- **WHAT THE TASK ASKS**:
Turn each line of the material below into a JSON list of strings, one string per line and no blank lines.

============================================================

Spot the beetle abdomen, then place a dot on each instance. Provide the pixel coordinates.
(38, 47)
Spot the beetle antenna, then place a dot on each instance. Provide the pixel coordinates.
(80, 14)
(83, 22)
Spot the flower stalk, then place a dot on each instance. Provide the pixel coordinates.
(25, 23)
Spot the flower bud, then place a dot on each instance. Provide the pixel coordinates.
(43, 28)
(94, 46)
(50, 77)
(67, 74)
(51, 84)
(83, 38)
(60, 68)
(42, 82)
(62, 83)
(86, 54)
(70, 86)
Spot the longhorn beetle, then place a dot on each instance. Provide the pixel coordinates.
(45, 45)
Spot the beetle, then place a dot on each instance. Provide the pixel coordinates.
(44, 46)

============================================================

- **FINAL RESULT**:
[
  "Spot the beetle abdomen, then place a dot on each instance. Provide the pixel coordinates.",
  "(38, 47)",
  "Spot the beetle antenna, then place a dot on each instance. Provide the pixel coordinates.",
  "(80, 14)",
  "(83, 22)",
  "Spot the flower stalk, then place a dot on each instance. Provide the pixel coordinates.",
  "(25, 23)",
  "Spot the flower bud, then place a dot on each instance. Provide the pixel coordinates.",
  "(43, 28)",
  "(94, 46)",
  "(50, 77)",
  "(67, 74)",
  "(51, 84)",
  "(83, 38)",
  "(60, 68)",
  "(42, 82)",
  "(62, 83)",
  "(86, 54)",
  "(70, 86)",
  "Spot the longhorn beetle, then place a dot on each instance. Provide the pixel coordinates.",
  "(45, 45)",
  "Spot the beetle, then place a dot on each instance. Provide the pixel coordinates.",
  "(44, 46)"
]